Reply with one number: the count of lines in the records below that hold "target".
----------
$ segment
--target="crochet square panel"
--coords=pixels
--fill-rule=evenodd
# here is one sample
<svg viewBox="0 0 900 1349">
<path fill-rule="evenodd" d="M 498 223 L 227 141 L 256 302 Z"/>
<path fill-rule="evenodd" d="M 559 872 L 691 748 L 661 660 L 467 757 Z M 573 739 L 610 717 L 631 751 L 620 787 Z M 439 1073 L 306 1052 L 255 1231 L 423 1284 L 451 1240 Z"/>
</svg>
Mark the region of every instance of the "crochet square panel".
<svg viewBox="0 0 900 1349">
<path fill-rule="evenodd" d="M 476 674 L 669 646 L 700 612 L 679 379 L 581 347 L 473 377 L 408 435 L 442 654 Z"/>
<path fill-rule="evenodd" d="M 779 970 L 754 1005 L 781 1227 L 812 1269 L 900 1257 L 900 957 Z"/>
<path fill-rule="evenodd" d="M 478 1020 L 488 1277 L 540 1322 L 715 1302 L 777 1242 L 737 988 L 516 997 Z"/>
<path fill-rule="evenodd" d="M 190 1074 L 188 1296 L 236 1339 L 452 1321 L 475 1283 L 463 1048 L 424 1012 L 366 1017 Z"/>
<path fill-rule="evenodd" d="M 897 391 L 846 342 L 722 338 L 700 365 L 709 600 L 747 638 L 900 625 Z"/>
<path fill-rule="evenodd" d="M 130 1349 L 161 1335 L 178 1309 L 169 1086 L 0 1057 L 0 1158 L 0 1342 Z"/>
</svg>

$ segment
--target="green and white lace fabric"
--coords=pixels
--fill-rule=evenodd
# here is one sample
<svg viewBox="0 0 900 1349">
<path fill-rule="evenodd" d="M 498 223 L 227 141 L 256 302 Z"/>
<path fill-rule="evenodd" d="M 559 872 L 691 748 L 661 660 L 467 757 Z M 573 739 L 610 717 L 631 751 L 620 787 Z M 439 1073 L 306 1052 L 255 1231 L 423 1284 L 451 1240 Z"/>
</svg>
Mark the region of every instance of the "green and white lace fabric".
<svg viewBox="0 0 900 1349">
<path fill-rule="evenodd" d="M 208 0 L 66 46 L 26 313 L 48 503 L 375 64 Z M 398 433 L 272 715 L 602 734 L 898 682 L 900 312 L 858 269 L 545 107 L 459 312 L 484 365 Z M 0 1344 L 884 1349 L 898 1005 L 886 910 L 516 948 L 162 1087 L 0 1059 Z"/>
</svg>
----------
Reply to the task: 2